# What you need to do:
The entries below are to be duplicated exactly, with nothing left out.
++++ The data
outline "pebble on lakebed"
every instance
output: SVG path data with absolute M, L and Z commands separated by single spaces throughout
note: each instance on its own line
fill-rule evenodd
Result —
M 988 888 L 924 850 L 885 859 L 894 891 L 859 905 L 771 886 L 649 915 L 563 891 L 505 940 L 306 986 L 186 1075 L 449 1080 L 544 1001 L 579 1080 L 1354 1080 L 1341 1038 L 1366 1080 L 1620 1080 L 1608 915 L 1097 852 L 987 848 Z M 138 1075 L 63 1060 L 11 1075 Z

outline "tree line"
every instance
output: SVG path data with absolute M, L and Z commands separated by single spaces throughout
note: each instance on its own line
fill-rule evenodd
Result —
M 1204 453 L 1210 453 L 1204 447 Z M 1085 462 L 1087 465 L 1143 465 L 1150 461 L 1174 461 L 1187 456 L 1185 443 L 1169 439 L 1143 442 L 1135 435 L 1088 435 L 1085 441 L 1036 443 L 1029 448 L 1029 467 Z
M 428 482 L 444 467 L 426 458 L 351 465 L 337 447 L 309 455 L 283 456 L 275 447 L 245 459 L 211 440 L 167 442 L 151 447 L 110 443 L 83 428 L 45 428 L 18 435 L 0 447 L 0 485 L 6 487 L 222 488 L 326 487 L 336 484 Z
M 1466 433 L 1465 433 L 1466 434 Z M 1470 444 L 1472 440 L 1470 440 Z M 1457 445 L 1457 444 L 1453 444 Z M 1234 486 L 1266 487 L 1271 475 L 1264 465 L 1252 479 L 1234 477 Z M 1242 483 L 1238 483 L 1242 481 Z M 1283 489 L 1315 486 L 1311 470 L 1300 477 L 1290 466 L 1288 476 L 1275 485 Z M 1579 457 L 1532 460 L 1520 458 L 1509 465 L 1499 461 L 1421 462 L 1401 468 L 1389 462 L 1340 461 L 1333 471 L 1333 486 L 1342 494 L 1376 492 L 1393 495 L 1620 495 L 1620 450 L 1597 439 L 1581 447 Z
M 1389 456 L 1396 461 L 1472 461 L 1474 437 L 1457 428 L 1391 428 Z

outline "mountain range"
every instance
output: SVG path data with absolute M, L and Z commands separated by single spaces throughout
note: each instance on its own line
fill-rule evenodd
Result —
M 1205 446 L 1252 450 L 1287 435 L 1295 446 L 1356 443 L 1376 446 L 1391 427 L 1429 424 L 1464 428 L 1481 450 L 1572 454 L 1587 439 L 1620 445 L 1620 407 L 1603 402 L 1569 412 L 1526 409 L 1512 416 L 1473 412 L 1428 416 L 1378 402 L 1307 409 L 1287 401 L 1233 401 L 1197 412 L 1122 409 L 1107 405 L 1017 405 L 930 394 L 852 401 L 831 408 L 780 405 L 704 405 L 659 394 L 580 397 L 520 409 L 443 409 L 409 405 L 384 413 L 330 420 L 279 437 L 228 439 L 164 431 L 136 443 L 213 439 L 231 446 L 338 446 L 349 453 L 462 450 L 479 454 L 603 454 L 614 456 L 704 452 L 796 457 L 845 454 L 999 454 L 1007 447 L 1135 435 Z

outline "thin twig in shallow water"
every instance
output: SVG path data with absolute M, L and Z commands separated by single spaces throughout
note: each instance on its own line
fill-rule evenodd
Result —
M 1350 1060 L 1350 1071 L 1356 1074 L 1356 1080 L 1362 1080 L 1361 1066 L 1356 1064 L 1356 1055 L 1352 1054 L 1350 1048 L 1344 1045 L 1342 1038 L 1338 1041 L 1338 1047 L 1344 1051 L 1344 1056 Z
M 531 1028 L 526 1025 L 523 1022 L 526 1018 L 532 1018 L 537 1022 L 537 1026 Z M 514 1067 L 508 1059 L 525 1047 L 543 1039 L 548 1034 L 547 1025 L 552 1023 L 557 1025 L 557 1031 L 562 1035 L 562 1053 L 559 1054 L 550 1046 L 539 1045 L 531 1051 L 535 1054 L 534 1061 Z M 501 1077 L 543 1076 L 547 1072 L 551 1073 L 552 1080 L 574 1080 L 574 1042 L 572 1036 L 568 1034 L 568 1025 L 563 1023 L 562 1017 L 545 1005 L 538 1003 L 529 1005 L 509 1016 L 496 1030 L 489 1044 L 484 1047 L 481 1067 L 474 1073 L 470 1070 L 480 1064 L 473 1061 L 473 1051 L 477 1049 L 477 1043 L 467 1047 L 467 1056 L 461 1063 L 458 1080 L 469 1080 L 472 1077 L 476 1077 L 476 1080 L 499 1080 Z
++++++++
# Output for this task:
outline "pebble on lakebed"
every instance
output: SVG path data with absolute M, L and Z commands separated by single spaces throughout
note: each instance on its own line
fill-rule evenodd
Result —
M 988 888 L 924 850 L 885 859 L 894 891 L 859 905 L 771 886 L 649 915 L 563 891 L 505 940 L 306 986 L 186 1075 L 449 1080 L 544 1001 L 579 1080 L 1354 1080 L 1341 1038 L 1366 1080 L 1620 1080 L 1608 915 L 1097 852 L 987 848 Z M 138 1075 L 63 1060 L 11 1075 Z

outline "tree line"
every instance
output: SVG path data with absolute M, L and Z commands separated by single spaces throughout
note: each instance on its own line
fill-rule evenodd
Result —
M 1204 453 L 1210 453 L 1204 447 Z M 1085 462 L 1087 465 L 1143 465 L 1150 461 L 1174 461 L 1187 456 L 1185 443 L 1169 439 L 1143 442 L 1135 435 L 1088 435 L 1085 441 L 1036 443 L 1029 448 L 1029 467 Z
M 428 482 L 444 467 L 426 458 L 351 465 L 337 447 L 309 455 L 283 456 L 275 447 L 245 459 L 211 440 L 167 442 L 151 447 L 110 443 L 83 428 L 45 428 L 18 435 L 0 447 L 0 485 L 6 487 L 222 488 L 326 487 L 336 484 Z
M 1466 433 L 1465 433 L 1466 434 Z M 1470 444 L 1472 440 L 1470 440 Z M 1457 445 L 1457 444 L 1453 444 Z M 1234 486 L 1266 487 L 1271 475 L 1264 465 L 1252 479 L 1234 477 Z M 1242 483 L 1238 483 L 1242 481 Z M 1283 489 L 1315 486 L 1311 470 L 1300 477 L 1290 466 L 1288 476 L 1275 485 Z M 1579 457 L 1532 460 L 1520 458 L 1509 465 L 1499 461 L 1421 462 L 1401 468 L 1389 462 L 1340 461 L 1333 471 L 1333 486 L 1342 494 L 1376 492 L 1393 495 L 1620 495 L 1620 450 L 1597 439 L 1581 447 Z
M 1389 456 L 1396 461 L 1472 461 L 1474 437 L 1457 428 L 1391 428 Z

outline "mountain range"
every instance
output: SVG path data with absolute M, L and Z commands separated by single spaces throughout
note: each instance on its own line
fill-rule evenodd
Result —
M 1205 446 L 1252 450 L 1287 435 L 1295 446 L 1356 443 L 1376 446 L 1391 427 L 1429 424 L 1464 428 L 1481 450 L 1572 454 L 1587 439 L 1620 445 L 1620 407 L 1603 402 L 1569 412 L 1526 409 L 1512 416 L 1473 412 L 1428 416 L 1378 402 L 1307 409 L 1287 401 L 1233 401 L 1197 412 L 1122 409 L 1107 405 L 1017 405 L 930 394 L 852 401 L 831 408 L 780 405 L 704 405 L 659 394 L 580 397 L 520 409 L 443 409 L 409 405 L 384 413 L 330 420 L 279 437 L 228 439 L 164 431 L 136 443 L 213 439 L 231 446 L 338 446 L 349 453 L 462 450 L 479 454 L 603 454 L 614 456 L 704 452 L 796 457 L 845 454 L 999 454 L 1007 447 L 1135 435 Z

outline "thin twig in shallow water"
every instance
output: SVG path data with absolute M, L and Z commands separated by single spaces throughout
note: each instance on its own line
fill-rule evenodd
Result —
M 1350 1060 L 1350 1071 L 1356 1074 L 1356 1080 L 1362 1080 L 1361 1066 L 1356 1064 L 1356 1055 L 1352 1054 L 1350 1048 L 1344 1045 L 1342 1038 L 1338 1041 L 1338 1047 L 1344 1051 L 1344 1056 Z
M 531 1028 L 526 1025 L 523 1022 L 526 1018 L 532 1018 L 537 1022 L 537 1026 Z M 514 1067 L 508 1059 L 525 1047 L 543 1039 L 548 1034 L 547 1025 L 552 1023 L 557 1025 L 557 1031 L 562 1035 L 562 1053 L 559 1054 L 550 1046 L 539 1045 L 531 1051 L 535 1054 L 534 1061 Z M 501 1077 L 543 1076 L 547 1072 L 551 1073 L 552 1080 L 574 1080 L 574 1042 L 572 1036 L 568 1034 L 568 1025 L 563 1023 L 562 1017 L 545 1005 L 538 1003 L 529 1005 L 509 1016 L 496 1030 L 489 1044 L 484 1047 L 481 1067 L 474 1073 L 470 1070 L 480 1064 L 473 1061 L 473 1051 L 477 1049 L 477 1043 L 467 1047 L 467 1056 L 461 1063 L 458 1080 L 469 1080 L 472 1077 L 476 1077 L 476 1080 L 499 1080 Z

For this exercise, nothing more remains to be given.